Goal of the exercise:
Answer from the myrtle liqueur text:
1. What are the three varieties of myrtle liqueur produced?
2. What alcoholic percentage does the infusion reach before water and sugar are added?
3. Which elements from Sardinian crafts cover some of the designer bottles?

Selected text:
+ + +

In fact, the women of Simaxis used to collect herbs, flowers, roots, berries and leaves according to the seasons and they used to make liqueurs which were usually consumed during important holidays. Like them, paying attention to detail and using prime quality ingredients, Ms. Dessì produces liqueurs with the same colours and intense aromas.

Using old recipes, three varieties of myrtle liqueur are produced: Mirto De Domu, Mirto Mèzusu and Mirto Bianco, all of them obtained by varying the amount of myrtle in relation to the amount of alcohol. Other liqueur products include Filu’ e Ferru, which is made from the remains of grapes or other fruit that have been pressed for wine-making, Limoncino and Creme di Liquore.

Making myrtle liqueur starts with buying myrtle berries from professional pickers, then impurities are removed and the remaining berries are cleaned. Afterwards, they are put in stainless steel tanks and filled with an alcoholic solution forming an infusion, which is left in peace until it has an alcoholic percentage of 36. Water and sugar is added to the infusion and being stirred continuously, then the liqueur is filtered in order to remove any remaining particles. The resulting liqueur is analysed in a laboratory, and if approved, it is bottled and labelled manually. These liqueurs are made without using any additives, flavours or colorants. Moreover, the production is performed at a low temperature in order to preserve the naturalness of the taste and the intensity of the aroma of the myrtle berries.

All the products of this producer are sold at high quality wine shops and restaurants, hotels and in shops which require products of prime quality.

Our visit was finished with having a look at their small exhibition of their liqueurs in designer bottles, some of them ceramic ones decorated by hand, others covered with elements from Sardinian crafts like woven cloths and cork.

Before leaving, Ms. Dessì generously gave us a precious bottle of the exquisite liqueur of myrtle.

+ + +

Records:
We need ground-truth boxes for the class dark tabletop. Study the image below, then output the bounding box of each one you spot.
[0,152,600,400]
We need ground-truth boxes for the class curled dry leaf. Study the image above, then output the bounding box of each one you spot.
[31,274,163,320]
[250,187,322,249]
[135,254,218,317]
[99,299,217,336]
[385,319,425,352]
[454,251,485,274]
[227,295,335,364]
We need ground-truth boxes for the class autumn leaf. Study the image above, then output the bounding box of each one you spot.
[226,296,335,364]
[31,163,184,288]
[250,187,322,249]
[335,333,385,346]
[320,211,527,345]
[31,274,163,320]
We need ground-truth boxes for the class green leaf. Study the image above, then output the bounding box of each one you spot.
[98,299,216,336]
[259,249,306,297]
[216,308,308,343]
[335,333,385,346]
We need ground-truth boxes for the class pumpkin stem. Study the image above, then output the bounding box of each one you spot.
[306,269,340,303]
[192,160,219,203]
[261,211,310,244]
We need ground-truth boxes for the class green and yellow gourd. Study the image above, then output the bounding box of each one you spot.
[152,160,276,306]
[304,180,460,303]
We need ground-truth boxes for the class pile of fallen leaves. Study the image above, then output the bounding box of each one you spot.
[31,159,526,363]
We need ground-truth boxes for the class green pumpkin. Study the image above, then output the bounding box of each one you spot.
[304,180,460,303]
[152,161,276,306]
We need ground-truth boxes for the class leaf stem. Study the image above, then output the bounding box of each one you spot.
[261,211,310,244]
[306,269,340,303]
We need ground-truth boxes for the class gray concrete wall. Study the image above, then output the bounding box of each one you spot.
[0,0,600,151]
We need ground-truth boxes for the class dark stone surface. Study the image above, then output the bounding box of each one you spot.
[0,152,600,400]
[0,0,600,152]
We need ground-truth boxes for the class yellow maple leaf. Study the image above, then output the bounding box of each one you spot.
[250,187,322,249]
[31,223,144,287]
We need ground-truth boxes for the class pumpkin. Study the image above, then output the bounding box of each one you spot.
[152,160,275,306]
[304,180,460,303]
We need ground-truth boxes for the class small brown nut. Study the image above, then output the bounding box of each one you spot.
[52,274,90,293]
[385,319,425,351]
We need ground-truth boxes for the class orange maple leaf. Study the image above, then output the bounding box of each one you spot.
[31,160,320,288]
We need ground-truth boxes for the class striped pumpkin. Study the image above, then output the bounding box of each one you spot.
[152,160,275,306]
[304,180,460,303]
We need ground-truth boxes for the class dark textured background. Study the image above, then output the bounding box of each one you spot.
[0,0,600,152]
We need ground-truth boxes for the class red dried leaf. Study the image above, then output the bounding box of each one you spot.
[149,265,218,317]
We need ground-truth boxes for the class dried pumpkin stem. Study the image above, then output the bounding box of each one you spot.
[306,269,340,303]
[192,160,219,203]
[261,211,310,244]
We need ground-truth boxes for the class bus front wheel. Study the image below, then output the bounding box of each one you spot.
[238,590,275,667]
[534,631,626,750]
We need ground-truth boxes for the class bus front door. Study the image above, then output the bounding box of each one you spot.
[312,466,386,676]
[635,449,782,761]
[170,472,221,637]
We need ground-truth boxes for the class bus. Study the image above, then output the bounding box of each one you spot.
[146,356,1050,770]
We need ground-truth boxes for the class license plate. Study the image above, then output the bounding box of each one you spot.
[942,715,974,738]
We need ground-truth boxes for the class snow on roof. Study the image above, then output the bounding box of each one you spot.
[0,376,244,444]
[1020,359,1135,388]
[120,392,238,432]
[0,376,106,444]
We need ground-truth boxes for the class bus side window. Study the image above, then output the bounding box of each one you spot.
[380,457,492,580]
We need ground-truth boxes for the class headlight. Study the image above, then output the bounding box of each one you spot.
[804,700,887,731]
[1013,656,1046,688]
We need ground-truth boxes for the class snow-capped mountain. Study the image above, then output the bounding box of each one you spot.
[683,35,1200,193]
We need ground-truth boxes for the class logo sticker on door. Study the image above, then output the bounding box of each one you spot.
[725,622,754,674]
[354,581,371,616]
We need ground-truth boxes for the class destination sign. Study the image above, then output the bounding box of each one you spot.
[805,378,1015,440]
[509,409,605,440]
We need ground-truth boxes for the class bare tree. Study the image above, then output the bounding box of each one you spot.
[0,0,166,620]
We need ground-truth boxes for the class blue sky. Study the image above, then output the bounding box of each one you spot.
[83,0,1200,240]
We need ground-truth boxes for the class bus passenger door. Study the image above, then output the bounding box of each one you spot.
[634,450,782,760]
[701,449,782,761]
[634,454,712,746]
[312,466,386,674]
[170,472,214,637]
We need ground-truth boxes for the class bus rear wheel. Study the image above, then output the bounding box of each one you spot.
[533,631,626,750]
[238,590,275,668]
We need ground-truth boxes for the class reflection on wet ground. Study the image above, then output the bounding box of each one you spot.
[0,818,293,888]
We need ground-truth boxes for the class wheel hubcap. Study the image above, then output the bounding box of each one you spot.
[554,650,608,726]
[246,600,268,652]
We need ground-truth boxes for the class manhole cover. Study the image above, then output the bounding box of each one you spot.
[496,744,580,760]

+ + +

Full response:
1. Mirto De Domu, Mirto Mèzusu and Mirto Bianco
2. 36
3. Woven cloths and cork